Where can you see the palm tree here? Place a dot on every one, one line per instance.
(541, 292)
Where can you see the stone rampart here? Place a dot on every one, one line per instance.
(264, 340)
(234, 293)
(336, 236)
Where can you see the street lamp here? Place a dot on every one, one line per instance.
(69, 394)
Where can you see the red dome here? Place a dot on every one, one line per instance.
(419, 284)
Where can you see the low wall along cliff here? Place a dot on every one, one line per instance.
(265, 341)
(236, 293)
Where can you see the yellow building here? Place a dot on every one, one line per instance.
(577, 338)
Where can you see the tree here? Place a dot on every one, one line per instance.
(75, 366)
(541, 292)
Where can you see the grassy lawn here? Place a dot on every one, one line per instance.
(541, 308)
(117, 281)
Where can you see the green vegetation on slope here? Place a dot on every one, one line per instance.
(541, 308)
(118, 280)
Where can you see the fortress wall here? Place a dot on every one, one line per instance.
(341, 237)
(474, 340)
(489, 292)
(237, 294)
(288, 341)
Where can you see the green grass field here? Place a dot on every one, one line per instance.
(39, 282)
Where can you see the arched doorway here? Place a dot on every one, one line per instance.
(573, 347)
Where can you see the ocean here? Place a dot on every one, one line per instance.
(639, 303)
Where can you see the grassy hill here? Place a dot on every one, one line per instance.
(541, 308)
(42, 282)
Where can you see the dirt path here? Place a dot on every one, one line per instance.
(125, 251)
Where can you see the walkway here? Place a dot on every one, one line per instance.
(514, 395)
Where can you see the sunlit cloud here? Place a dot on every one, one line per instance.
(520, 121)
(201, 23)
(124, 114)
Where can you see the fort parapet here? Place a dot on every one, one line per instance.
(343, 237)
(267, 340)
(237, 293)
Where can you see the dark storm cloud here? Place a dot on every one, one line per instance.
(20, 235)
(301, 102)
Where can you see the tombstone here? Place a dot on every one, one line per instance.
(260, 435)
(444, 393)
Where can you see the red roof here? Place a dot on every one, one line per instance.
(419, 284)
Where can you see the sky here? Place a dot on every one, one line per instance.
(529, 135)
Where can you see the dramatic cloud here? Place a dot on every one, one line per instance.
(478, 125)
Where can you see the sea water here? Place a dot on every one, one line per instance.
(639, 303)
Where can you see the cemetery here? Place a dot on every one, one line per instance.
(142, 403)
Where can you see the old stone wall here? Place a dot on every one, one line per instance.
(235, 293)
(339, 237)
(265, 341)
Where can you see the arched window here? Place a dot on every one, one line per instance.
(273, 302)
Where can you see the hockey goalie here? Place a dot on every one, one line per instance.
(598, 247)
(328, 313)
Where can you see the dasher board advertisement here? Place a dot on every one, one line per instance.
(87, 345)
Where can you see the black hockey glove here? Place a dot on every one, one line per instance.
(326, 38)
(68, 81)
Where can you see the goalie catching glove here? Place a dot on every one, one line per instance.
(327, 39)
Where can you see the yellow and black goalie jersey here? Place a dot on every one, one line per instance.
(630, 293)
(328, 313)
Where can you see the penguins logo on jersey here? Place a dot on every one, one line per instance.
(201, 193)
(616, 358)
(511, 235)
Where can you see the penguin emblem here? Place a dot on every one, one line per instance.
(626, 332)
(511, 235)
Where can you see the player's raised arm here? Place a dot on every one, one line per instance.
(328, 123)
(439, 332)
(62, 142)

## Description of the task
Copy out the records without change, beginning with the line that contains "Where can you see the penguins" and continuing through the final line of the records.

## Answer for this exercise
Where can you see the penguins logo on jersey here? Place a dot on every one, one line per instance.
(201, 193)
(616, 358)
(511, 235)
Where can you see the penguin emblem here? Place a dot on every one, one line per instance.
(626, 332)
(511, 235)
Where can you see the player's raised arm here? Place a dot on every one, one line per instance.
(328, 123)
(439, 332)
(62, 142)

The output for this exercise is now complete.